* **Task statement**
Convert everything from the line containing "outline chiller vent grille" down to the end of the items below into a JSON list of strings, one string per line, skipping blank lines and leaving out the pictures.

··· Dataset entries ···

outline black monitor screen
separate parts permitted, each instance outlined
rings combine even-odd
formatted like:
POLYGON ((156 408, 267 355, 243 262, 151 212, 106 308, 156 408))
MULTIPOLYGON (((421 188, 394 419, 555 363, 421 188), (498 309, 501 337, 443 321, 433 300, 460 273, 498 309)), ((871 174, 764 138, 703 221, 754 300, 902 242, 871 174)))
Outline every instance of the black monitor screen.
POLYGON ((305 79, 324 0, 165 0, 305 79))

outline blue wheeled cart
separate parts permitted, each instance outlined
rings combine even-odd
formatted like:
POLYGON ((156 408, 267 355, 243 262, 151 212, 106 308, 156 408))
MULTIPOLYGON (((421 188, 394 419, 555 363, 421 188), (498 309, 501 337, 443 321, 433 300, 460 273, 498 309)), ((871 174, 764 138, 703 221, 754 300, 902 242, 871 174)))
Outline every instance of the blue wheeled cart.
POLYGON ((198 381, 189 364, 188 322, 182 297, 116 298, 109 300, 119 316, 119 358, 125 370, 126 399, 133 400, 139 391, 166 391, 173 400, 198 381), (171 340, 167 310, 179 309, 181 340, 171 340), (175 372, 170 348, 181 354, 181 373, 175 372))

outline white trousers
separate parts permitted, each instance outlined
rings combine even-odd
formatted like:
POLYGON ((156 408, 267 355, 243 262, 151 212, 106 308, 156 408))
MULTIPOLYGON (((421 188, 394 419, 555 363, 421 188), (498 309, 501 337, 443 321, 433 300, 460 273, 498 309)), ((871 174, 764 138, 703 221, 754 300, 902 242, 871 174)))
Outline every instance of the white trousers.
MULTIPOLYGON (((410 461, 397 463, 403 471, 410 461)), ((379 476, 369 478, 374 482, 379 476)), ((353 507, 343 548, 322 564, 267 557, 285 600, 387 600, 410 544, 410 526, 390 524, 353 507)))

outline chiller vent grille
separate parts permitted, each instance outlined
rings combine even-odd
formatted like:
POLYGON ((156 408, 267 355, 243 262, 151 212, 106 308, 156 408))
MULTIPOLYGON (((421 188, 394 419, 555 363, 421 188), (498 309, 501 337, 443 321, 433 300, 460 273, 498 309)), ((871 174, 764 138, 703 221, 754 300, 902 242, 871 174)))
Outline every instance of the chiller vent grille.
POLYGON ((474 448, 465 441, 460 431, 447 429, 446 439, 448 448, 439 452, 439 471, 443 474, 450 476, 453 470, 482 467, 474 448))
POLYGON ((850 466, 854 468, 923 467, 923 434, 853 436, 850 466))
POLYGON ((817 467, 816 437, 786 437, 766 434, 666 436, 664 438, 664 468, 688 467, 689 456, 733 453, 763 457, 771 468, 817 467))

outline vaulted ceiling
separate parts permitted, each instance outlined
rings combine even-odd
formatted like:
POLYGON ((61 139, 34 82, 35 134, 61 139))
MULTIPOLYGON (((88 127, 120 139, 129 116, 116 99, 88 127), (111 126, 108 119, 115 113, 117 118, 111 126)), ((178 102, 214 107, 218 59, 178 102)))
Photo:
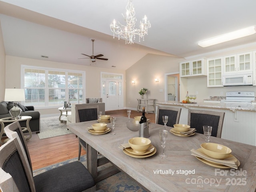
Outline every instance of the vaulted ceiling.
POLYGON ((8 55, 126 70, 148 53, 186 58, 256 43, 256 34, 202 48, 198 42, 256 25, 255 0, 134 0, 138 28, 151 23, 144 41, 114 39, 110 24, 124 24, 128 0, 2 0, 0 22, 8 55), (78 59, 81 53, 108 60, 78 59), (41 56, 48 57, 48 58, 41 56))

···

* **Full solution**
[
  "outline chiller vent grille",
  "separate parts permitted, each instance outlined",
  "rings combine even-odd",
  "formatted like:",
  "POLYGON ((156 408, 267 355, 243 262, 151 212, 106 308, 156 408))",
  "MULTIPOLYGON (((421 188, 394 419, 555 363, 421 188), (498 309, 501 337, 443 321, 433 300, 460 273, 498 309)), ((871 174, 764 138, 703 221, 754 300, 902 242, 871 174)))",
  "Outline every instance of the chiller vent grille.",
  "POLYGON ((474 448, 465 441, 460 431, 447 429, 446 439, 448 448, 439 452, 439 471, 443 474, 450 476, 453 470, 482 467, 474 448))",
  "POLYGON ((850 466, 854 468, 923 467, 923 434, 853 436, 850 466))",
  "POLYGON ((817 467, 816 437, 786 437, 766 434, 666 436, 664 438, 664 468, 688 467, 689 456, 733 453, 763 457, 771 468, 817 467))",
  "outline vaulted ceiling",
  "separate parts permitted, each instance outlined",
  "rings combine even-odd",
  "formatted like:",
  "POLYGON ((61 139, 34 82, 35 134, 61 139))",
  "MULTIPOLYGON (((88 127, 120 139, 129 116, 116 99, 88 127), (111 126, 108 119, 115 113, 117 118, 111 126)), ((178 102, 214 107, 218 59, 178 102)))",
  "Photo:",
  "Outline every instance of the vaulted ceiling.",
  "POLYGON ((8 55, 126 70, 148 53, 186 58, 256 43, 256 34, 202 48, 198 42, 256 25, 255 0, 134 0, 138 28, 151 23, 144 41, 114 39, 110 24, 124 24, 128 0, 2 0, 0 22, 8 55), (78 59, 81 53, 108 60, 78 59), (41 56, 48 57, 48 58, 41 56))"
]